** BEGIN **

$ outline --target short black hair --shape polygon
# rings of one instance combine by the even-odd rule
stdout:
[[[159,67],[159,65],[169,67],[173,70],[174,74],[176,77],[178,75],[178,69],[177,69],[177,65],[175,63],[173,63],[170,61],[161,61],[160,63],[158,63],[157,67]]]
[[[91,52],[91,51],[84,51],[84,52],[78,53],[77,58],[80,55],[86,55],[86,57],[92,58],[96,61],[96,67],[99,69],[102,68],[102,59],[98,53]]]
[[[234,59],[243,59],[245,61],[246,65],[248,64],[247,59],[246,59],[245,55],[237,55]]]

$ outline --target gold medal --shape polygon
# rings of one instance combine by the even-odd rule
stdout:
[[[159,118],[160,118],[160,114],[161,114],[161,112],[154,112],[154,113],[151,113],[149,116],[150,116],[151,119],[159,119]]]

** END **
** BEGIN **

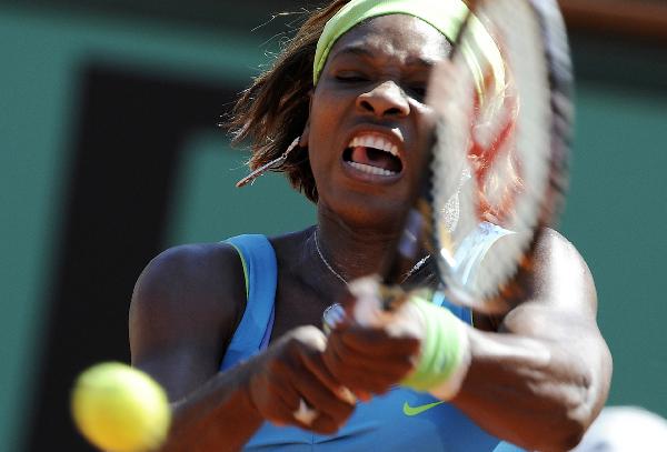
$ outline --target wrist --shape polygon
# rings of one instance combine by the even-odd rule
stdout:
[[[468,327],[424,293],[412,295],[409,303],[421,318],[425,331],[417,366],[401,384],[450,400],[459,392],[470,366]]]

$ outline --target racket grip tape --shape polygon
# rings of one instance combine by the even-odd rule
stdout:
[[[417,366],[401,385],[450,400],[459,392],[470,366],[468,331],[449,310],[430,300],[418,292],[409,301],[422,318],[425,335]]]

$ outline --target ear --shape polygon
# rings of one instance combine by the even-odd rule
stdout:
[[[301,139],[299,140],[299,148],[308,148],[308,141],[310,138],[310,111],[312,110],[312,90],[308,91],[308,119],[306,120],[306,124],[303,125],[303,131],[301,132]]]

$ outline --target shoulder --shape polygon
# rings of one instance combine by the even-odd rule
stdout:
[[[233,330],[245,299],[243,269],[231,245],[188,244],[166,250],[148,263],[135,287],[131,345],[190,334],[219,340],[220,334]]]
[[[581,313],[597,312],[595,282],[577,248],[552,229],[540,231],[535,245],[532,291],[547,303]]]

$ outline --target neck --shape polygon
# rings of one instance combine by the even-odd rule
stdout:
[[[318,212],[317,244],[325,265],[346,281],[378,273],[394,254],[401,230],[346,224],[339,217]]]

** END **
** BEGIN **

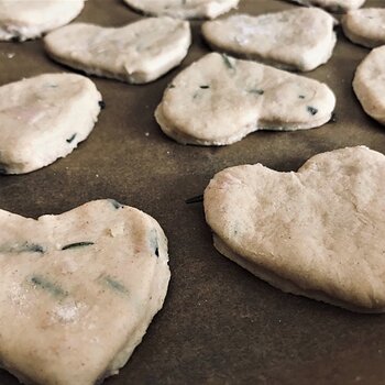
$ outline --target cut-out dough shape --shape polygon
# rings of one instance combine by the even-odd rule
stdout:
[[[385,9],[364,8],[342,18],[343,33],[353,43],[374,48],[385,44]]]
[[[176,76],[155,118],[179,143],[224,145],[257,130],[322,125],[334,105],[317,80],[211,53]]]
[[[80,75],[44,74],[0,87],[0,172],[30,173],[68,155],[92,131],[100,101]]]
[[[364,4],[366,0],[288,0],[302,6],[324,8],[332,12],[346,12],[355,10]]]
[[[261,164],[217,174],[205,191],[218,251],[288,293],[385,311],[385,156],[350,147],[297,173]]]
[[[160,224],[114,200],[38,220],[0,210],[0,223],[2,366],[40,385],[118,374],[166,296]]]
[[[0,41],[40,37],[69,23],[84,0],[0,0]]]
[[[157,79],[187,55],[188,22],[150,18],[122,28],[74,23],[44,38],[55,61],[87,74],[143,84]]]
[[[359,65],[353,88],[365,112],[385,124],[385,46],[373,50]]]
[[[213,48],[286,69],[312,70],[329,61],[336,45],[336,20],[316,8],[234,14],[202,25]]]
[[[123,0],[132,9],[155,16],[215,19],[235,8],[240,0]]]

** END **

• **Work to do**
Find each line in the records above that contains the string "outline", treating uppercase and lowercase as different, and copy those lines out.

• **Exercise solution**
$ outline --target short black hair --shape polygon
$ outline --target gold medal --shape polygon
$ outline --target wrist --shape polygon
$ outline --target racket grip tape --shape polygon
$ outline --target ear --shape polygon
$ outline --target shoulder --shape polygon
$ outline --target neck --shape polygon
$ outline --target cut-out dough shape --shape polygon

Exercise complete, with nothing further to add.